------ THE RECORDS ------

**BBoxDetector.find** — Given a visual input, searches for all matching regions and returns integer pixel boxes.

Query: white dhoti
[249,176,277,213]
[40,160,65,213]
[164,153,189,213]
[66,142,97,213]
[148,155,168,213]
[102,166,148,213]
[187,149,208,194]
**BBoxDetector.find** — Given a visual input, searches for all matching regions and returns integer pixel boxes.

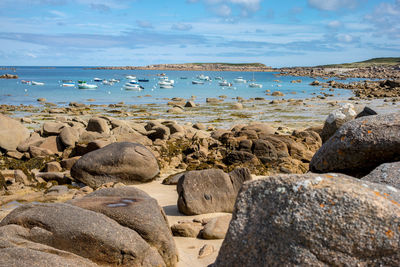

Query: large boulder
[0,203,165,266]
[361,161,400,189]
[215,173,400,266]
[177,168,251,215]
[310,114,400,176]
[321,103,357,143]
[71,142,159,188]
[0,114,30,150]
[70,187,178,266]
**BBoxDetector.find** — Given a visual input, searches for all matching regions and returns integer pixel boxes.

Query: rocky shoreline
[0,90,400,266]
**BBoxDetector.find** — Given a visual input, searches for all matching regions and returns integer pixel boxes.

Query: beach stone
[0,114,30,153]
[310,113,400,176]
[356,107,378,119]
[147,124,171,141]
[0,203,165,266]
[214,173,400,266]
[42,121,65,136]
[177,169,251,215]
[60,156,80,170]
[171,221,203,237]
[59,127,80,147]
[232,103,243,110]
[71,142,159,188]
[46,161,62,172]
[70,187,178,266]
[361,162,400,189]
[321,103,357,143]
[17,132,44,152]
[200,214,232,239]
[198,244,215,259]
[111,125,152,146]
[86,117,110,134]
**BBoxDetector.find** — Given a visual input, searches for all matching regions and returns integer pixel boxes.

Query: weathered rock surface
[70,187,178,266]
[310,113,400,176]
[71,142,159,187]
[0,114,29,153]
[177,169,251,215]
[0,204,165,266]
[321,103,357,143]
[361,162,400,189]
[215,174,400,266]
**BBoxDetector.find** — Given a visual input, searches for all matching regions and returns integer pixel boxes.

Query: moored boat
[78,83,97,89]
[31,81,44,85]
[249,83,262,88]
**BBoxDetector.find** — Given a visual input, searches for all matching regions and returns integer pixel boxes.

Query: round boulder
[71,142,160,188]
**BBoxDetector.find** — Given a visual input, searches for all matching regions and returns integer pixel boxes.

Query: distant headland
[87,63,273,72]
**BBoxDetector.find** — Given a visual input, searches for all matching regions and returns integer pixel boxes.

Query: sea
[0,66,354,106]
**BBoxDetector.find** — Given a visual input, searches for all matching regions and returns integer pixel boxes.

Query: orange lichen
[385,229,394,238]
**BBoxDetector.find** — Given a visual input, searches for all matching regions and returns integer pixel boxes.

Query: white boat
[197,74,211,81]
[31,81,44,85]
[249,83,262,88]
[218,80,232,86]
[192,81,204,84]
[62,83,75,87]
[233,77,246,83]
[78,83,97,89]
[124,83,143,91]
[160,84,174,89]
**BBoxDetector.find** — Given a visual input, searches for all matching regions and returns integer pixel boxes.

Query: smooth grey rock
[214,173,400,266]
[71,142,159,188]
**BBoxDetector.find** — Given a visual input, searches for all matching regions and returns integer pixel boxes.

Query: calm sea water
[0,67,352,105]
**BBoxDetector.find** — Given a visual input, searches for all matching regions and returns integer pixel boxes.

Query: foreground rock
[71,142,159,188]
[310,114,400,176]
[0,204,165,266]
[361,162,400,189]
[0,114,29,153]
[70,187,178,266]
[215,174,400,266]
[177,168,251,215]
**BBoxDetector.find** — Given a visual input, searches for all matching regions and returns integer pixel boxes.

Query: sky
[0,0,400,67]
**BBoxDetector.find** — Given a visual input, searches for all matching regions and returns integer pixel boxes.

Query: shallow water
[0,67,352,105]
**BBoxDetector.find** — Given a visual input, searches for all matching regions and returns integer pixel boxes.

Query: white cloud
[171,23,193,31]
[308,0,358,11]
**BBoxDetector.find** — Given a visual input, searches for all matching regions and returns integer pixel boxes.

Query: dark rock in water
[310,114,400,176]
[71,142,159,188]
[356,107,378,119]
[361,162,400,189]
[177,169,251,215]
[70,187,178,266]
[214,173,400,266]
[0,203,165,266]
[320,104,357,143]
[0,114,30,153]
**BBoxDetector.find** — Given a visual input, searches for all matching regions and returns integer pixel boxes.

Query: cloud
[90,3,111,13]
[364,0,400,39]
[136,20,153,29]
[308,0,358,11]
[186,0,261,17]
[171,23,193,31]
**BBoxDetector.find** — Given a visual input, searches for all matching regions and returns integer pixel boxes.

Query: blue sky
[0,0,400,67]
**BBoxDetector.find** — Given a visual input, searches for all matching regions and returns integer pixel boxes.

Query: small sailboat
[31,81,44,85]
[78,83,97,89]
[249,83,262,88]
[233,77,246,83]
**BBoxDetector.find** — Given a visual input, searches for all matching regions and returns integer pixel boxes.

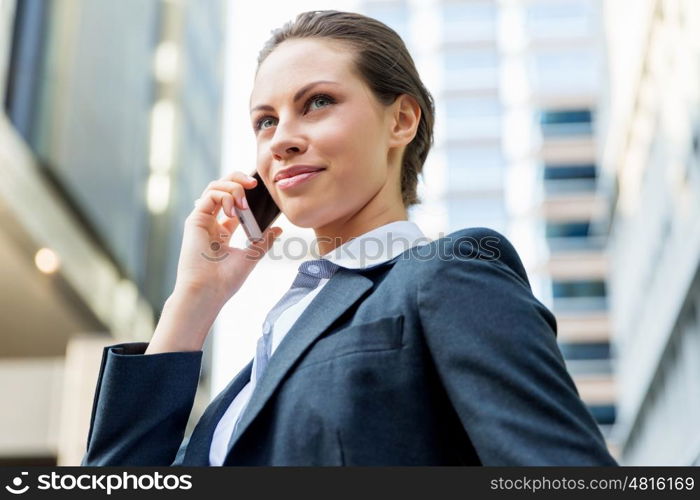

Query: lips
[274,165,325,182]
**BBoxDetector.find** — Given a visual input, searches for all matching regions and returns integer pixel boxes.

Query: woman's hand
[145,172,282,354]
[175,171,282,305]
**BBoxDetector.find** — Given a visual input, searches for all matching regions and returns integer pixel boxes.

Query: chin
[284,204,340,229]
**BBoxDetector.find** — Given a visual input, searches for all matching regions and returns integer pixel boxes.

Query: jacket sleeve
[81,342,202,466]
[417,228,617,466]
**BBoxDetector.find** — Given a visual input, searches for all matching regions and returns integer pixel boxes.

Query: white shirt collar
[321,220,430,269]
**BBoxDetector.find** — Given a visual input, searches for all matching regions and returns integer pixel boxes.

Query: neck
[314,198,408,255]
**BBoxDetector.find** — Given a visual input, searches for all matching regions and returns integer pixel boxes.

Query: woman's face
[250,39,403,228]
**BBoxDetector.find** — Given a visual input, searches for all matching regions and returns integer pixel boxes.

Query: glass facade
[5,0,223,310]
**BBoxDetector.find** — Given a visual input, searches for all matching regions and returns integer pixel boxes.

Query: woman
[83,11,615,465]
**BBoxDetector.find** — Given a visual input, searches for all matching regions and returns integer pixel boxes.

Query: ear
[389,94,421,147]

------

### THE PROBLEM
Count the lines of the records above that contain the string "water" and give only the number.

### OUTPUT FOR THIS EXERCISE
3